In fact, whenever the Java runtime calls a native method, it creates new JNIEnv that will be valid only for the calling thread, and only until the callback returns. (The main point of this seems to be a half-baked attempt to make managing references to Java objects from C code slightly automatic.) That doesn't affect this discussion but does cause an additional problem that is described below.

The problem is that it makes it impossible to pass references to Java objects from Java to Smalltalk! The reason is as follows. Suppose that some Smalltalk external callback had been registered with JNI as the implementation of a Java native method. When the Java method is invoked, the Java runtime will create a new JNIEnv for the thread where the caller is running, and then pass it, a reference to the object who's method was called, and references to any parameter objects, to the external callback. Dolphin will ensure that the external callback is actually executed on the Smalltalk thread. But, unfortunately, that isn't necessarily the same thread as the original caller. If it is not, then the provided JNIEnv is useless — it cannot be used from that thread. Worse, there is no way to use the references to the 'this' object and its parameters, since those references are local to the calling thread/JNIEnv. Which is limiting, to say the least…

Fortunately a slight modification to the queue/demon approach provides a way around the problem.

In JNIPort you are not encouraged to declare native methods and create your own external callbacks to implement them. Instead you use a package of Java code that implements a queue of requests and notifications, and a queue demon to look after it. There is only one native method used by JNIPort (it is actually jniport.SmalltalkNotifierThread.smalltalkNotifierMethod(); which is static, returns void and takes no parameters), it is used to tell the Dolphin that the queue of outstanding requests is not empty. This one native method is implemented by an external callback in Dolphin. That (simplifying somewhat), goes into a loop, removing requests and notifications from the queue, executing the appropriate handler code, and (for requests only) telling the request object what the answer was. The loop continues until the queue is empty. Because Dolphin is calling "down" into Java, it gets valid object references in the normal way, so the problem with passing object references from Java to Smalltalk is circumvented.

**INSTRUCTION 1**
Gather every line in the records below that contains the word "roof".

**LISTING**
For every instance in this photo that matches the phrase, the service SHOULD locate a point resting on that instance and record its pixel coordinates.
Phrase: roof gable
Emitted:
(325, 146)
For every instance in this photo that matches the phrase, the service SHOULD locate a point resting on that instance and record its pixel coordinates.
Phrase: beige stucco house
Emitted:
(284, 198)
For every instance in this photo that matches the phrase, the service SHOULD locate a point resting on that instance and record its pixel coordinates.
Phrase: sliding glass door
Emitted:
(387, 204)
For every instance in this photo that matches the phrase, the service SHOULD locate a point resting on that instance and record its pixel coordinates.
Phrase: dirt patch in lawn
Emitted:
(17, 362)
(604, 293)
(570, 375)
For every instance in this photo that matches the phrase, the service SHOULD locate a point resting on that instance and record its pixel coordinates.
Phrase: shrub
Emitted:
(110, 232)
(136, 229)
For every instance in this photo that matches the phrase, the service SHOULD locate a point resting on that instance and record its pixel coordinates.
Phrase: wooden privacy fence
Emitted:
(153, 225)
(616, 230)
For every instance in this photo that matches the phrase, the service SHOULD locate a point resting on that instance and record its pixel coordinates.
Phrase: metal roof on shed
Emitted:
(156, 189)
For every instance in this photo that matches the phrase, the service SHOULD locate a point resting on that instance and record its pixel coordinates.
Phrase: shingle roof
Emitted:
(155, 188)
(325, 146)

**INSTRUCTION 2**
According to the JNIPort excerpt above, what is the only native method JNIPort uses?

**PROBLEM SOLUTION 1**
Phrase: roof gable
Phrase: metal roof on shed
Phrase: shingle roof

**PROBLEM SOLUTION 2**
jniport.SmalltalkNotifierThread.smalltalkNotifierMethod()